• _What is expected_: Please report every line in the items below that contains the word "tomato", copying each line in full. Case counts.

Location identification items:

-- Start --

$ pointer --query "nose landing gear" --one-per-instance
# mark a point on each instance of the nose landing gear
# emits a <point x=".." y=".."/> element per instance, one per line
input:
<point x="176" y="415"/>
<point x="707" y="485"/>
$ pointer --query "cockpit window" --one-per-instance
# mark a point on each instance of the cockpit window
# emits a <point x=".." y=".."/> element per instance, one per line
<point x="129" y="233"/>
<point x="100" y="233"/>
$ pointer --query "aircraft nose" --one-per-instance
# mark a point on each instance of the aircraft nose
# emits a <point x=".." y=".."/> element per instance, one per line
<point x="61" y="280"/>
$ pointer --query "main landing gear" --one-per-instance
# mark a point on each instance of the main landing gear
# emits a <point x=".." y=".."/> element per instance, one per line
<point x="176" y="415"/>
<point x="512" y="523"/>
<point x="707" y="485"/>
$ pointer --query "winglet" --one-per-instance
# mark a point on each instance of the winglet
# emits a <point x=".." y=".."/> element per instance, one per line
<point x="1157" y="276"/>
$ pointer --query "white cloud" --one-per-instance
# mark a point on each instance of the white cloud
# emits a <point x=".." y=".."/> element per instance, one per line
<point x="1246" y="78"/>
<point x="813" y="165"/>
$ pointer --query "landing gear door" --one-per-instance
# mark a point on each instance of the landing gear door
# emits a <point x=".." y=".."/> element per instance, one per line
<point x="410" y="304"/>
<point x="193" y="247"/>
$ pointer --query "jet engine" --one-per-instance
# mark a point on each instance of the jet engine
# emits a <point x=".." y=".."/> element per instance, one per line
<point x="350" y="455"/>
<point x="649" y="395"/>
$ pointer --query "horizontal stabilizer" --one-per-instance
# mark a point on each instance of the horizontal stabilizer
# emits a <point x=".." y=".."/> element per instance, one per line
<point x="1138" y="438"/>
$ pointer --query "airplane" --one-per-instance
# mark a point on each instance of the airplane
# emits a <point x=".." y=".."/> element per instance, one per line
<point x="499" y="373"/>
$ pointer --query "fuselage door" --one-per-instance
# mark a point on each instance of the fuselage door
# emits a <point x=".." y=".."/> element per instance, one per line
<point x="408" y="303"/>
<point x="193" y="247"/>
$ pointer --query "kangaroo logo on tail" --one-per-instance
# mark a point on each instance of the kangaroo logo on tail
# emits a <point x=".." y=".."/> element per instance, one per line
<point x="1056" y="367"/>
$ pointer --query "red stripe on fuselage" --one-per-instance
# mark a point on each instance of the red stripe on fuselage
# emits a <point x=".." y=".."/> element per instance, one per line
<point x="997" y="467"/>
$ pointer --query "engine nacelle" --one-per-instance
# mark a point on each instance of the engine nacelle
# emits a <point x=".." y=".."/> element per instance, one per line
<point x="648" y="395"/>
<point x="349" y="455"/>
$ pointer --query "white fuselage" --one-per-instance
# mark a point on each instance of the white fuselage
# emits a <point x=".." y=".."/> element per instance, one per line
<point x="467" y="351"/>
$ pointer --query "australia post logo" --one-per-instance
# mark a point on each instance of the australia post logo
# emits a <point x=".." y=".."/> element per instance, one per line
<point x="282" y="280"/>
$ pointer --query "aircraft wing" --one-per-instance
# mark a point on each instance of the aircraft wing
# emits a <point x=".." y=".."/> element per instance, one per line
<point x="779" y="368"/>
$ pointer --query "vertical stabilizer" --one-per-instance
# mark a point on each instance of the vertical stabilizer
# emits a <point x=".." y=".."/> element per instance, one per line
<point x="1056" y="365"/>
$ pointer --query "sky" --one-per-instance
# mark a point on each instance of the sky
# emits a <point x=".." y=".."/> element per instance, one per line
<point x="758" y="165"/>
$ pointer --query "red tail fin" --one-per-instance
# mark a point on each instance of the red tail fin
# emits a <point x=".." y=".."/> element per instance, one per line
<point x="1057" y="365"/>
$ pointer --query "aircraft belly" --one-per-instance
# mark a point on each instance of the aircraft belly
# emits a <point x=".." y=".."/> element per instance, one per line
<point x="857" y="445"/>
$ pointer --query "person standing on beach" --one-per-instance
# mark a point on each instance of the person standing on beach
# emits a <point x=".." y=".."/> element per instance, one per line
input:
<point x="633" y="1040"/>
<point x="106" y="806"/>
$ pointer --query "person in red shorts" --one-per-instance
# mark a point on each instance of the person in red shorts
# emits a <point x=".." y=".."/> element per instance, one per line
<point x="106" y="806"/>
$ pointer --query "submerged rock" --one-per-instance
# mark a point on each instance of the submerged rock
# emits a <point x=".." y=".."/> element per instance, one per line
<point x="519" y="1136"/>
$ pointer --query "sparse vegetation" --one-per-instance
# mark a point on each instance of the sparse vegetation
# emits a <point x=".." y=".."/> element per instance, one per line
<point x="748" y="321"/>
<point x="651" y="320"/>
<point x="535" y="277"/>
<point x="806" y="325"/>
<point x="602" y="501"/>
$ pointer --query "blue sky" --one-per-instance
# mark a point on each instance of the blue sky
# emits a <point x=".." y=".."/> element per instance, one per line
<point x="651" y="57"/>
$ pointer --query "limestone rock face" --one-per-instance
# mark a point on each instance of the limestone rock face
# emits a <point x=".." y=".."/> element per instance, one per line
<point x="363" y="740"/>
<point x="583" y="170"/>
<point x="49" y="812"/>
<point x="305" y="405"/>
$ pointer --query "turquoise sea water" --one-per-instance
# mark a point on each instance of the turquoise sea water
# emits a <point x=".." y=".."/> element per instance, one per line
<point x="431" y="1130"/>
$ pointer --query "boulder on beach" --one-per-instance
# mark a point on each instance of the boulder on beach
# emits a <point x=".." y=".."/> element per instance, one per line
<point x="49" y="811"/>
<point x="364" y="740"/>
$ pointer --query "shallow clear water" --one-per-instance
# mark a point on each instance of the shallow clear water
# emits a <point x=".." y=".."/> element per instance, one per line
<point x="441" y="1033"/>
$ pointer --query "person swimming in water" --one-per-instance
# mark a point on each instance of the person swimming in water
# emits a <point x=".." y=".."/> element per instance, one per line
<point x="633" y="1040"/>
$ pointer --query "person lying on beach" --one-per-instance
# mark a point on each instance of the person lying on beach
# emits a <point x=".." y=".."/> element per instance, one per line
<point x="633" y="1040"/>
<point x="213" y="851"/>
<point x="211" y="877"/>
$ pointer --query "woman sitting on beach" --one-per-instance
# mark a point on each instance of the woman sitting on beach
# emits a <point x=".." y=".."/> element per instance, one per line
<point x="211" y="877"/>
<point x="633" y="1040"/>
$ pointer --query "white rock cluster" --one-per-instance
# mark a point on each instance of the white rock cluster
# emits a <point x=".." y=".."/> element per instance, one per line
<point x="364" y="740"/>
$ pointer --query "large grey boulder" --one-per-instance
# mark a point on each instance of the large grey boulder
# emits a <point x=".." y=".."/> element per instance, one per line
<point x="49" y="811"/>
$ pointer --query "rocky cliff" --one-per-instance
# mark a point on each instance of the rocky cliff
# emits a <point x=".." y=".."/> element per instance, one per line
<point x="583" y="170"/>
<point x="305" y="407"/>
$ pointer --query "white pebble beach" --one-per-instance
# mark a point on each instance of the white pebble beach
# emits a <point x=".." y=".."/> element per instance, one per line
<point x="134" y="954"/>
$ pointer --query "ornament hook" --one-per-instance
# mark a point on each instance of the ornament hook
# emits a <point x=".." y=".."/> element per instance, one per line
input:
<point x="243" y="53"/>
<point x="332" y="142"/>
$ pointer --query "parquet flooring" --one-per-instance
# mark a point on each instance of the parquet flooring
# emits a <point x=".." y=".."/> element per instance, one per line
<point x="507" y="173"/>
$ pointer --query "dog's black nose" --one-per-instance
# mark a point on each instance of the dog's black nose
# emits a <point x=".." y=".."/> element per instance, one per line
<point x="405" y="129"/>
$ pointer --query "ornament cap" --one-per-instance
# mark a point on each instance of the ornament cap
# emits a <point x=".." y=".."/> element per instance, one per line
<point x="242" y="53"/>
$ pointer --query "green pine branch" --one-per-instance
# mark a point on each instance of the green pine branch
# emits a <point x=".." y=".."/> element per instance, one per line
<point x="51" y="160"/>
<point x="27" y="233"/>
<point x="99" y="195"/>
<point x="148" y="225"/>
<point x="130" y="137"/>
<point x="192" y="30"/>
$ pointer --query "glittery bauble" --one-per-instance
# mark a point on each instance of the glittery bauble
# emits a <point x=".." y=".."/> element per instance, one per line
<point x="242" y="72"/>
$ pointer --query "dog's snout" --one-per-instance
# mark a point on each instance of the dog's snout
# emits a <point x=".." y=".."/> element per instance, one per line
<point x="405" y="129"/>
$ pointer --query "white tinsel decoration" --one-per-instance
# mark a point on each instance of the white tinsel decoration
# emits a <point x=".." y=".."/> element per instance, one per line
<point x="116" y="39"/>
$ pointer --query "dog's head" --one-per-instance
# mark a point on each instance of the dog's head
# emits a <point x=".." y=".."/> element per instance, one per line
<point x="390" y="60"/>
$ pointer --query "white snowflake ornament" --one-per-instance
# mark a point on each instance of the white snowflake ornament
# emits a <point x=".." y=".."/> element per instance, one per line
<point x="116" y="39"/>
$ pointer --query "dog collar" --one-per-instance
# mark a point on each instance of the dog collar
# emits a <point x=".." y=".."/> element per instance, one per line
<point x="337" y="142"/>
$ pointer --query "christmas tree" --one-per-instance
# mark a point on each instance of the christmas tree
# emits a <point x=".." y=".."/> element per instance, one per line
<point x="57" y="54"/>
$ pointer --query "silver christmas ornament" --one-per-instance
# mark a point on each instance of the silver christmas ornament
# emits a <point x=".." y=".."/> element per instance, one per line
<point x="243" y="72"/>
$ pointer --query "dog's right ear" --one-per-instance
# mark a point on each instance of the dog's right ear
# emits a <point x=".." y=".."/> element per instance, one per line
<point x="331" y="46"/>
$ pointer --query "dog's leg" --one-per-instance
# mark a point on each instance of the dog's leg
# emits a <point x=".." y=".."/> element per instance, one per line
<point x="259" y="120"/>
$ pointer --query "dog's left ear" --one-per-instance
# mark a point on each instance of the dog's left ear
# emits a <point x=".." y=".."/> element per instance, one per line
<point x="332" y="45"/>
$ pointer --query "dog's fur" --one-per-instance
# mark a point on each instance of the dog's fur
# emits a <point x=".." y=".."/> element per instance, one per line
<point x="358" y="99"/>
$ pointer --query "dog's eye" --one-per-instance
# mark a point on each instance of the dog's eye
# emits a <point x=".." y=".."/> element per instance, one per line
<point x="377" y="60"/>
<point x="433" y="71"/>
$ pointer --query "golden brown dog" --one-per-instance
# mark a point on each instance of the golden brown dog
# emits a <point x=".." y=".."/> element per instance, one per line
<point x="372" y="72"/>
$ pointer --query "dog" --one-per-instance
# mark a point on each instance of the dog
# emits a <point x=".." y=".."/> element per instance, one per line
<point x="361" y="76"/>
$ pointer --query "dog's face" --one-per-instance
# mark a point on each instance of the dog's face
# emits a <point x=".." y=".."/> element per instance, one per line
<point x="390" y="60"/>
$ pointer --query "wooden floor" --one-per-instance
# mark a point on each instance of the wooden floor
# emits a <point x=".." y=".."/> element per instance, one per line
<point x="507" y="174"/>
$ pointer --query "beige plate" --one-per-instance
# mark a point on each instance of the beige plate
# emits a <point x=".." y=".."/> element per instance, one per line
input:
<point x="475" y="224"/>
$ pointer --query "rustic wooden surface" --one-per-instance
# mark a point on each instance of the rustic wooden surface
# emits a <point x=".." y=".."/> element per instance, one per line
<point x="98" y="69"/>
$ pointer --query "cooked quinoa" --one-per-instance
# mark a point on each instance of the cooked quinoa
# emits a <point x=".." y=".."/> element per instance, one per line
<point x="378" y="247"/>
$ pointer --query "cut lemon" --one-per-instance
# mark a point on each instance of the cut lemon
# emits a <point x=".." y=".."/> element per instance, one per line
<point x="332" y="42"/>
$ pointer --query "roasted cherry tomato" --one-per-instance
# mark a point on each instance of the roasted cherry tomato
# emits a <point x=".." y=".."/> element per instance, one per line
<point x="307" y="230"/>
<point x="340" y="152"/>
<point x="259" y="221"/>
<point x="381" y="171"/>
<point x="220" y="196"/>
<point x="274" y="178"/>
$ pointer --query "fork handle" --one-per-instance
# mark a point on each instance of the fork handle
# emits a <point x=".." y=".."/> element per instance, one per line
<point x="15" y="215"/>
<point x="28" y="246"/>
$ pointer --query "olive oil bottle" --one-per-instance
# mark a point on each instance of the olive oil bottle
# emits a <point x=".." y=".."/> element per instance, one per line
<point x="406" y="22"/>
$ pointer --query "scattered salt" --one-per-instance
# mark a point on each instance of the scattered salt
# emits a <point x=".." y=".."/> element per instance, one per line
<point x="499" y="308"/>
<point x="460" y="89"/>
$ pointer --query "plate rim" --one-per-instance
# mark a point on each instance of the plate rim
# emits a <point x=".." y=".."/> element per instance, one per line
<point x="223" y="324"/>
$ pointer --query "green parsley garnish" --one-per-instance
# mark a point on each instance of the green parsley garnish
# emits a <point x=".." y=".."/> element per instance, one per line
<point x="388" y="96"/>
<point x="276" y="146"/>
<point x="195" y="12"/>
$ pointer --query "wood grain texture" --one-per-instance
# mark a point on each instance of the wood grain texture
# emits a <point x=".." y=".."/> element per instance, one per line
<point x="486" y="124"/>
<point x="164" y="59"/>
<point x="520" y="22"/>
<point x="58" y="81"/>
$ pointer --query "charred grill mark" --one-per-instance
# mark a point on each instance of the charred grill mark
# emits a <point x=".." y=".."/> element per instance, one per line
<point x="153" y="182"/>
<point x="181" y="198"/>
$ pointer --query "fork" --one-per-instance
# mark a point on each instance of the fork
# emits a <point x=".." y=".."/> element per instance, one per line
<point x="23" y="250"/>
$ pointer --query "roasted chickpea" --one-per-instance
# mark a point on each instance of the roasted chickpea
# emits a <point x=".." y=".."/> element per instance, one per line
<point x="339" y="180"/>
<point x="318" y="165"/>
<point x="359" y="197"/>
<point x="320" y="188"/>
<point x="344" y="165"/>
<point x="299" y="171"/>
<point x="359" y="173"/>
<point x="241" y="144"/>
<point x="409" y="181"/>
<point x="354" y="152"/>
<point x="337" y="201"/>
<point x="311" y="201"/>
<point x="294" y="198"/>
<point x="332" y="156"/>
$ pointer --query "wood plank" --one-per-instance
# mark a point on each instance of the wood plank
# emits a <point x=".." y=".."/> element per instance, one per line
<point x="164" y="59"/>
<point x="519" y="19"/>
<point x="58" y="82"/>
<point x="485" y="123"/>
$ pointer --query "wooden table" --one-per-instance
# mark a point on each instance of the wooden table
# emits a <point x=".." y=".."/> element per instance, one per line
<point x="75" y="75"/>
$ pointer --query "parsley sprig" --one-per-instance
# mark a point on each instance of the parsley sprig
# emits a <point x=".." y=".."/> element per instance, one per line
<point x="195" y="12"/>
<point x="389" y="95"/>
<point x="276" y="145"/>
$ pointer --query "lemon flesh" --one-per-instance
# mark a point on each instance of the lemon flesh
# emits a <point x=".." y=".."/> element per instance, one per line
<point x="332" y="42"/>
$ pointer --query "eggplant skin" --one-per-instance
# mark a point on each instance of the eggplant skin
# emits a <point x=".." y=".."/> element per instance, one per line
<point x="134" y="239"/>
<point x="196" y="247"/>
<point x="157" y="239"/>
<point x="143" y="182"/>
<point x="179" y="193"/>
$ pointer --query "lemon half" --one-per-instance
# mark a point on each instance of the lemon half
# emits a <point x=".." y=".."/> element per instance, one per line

-- End --

• _Task output_:
$ pointer --query "roasted cherry tomato" --one-per-instance
# mark a point on each instance of the roasted cherry tomato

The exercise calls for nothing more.